▶ _CONSIGNE_
Recopiez fidèlement le passage du texte sur l'Energiewende situé entre « La suite du » et « des années 2000. », ces deux extraits compris.

▶ _TEXTE FOURNI_
━━━━━━

Allemagne : l’avenir de l’Energiewende dans l’accord de coalition du nouveau gouvernement
Environ trois mois après les élections en Allemagne, l´accord de coalition entre les partis CDU/CSU (Parti démocrate-chrétien allemand/Parti social-chrétien en Bavière) et SPD (Parti social-démocrate allemand) a été signé le 16 décembre 2013. Il contient 185 pages, le chapitre 1.4 en consacre 13 au « Tournant Energétique », l’Energiewende.
En dehors de la mise en place des corridors contraignants de développement des EnR le chapitre répète largement des objectifs déjà fixés (par exemple: les objectifs de réduction des émissions de gaz à effet de serre ou de la consommation d´énergie) et se limite souvent à des déclarations d’intentions. Toutefois une réforme profonde des subventions des EnR est annoncée pour le printemps 2014.
La suite du Tournant Energétique en Allemagne sera grandement influencée par les acteurs gouvernementaux. Les deux portefeuilles concernés ont été confiés au SPD : Sigmar Gabriel, Ministre de l’Economie maintenant aussi responsable pour l’Energie et Barbara Hendricks, la Ministre à l’Environnement. M. Gabriel a évoqué Rainer Baake pour le poste de Secrétaire d´Etat pour l´énergie, militant Vert déjà connu comme un acteur important de la sortie progressive du nucléaire sous le chancelier Gerhard Schröder (SPD) au début des années 2000.
La sortie du nucléaire confirmée avec un renforcement des charges financières
La sortie accélérée du nucléaire d´ici 2022 est maintenue, néanmoins l’Allemagne veut « participer activement en Europe à l’amélioration de la sûreté des centrales ». Le gouvernement attend de plus que les exploitants de centrales nucléaires assument financièrement la sûreté de l’exploitation et post-exploitation des réacteurs, leur démantèlement ainsi qu’un traitement social des employés.

━━━━━━

▶ _EXTRAIT DES DONNÉES_
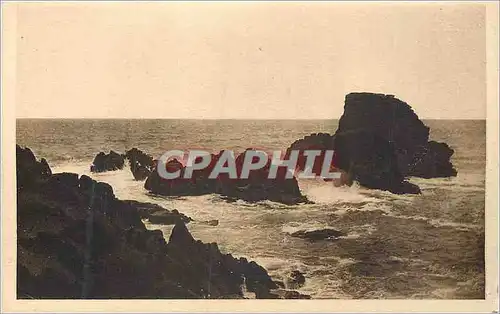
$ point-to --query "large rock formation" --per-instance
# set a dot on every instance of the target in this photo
(107, 162)
(380, 142)
(77, 240)
(256, 187)
(141, 164)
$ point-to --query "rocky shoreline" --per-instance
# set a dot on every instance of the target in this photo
(77, 240)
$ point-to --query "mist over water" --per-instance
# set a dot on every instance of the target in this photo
(396, 246)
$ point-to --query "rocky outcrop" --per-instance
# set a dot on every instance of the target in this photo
(141, 164)
(156, 214)
(107, 162)
(380, 141)
(394, 121)
(257, 187)
(77, 240)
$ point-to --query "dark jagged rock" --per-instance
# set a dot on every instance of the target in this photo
(317, 235)
(107, 162)
(141, 164)
(257, 187)
(296, 279)
(315, 141)
(77, 240)
(28, 170)
(371, 160)
(380, 141)
(394, 121)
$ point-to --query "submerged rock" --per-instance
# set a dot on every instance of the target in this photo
(107, 162)
(380, 141)
(316, 235)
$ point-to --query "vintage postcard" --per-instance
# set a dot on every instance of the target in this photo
(249, 156)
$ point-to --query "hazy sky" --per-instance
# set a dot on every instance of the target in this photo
(247, 60)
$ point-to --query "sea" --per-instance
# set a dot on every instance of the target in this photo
(428, 246)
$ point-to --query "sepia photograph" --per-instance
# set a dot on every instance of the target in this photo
(312, 151)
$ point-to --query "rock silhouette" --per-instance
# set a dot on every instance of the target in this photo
(141, 164)
(77, 240)
(107, 162)
(257, 187)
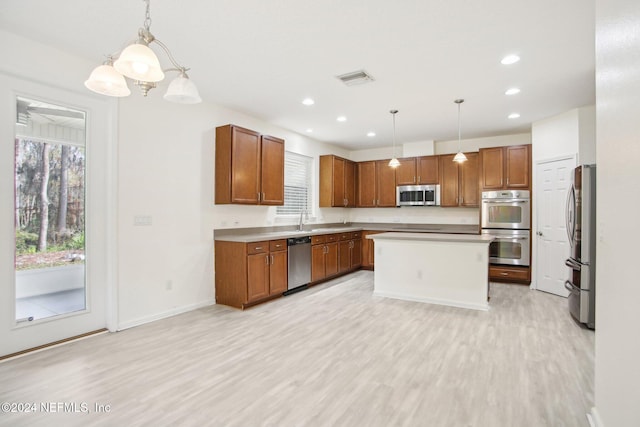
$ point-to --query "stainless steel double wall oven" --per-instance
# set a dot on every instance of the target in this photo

━━━━━━

▶ _CORRIGÉ_
La suite du Tournant Energétique en Allemagne sera grandement influencée par les acteurs gouvernementaux. Les deux portefeuilles concernés ont été confiés au SPD : Sigmar Gabriel, Ministre de l’Economie maintenant aussi responsable pour l’Energie et Barbara Hendricks, la Ministre à l’Environnement. M. Gabriel a évoqué Rainer Baake pour le poste de Secrétaire d´Etat pour l´énergie, militant Vert déjà connu comme un acteur important de la sortie progressive du nucléaire sous le chancelier Gerhard Schröder (SPD) au début des années 2000.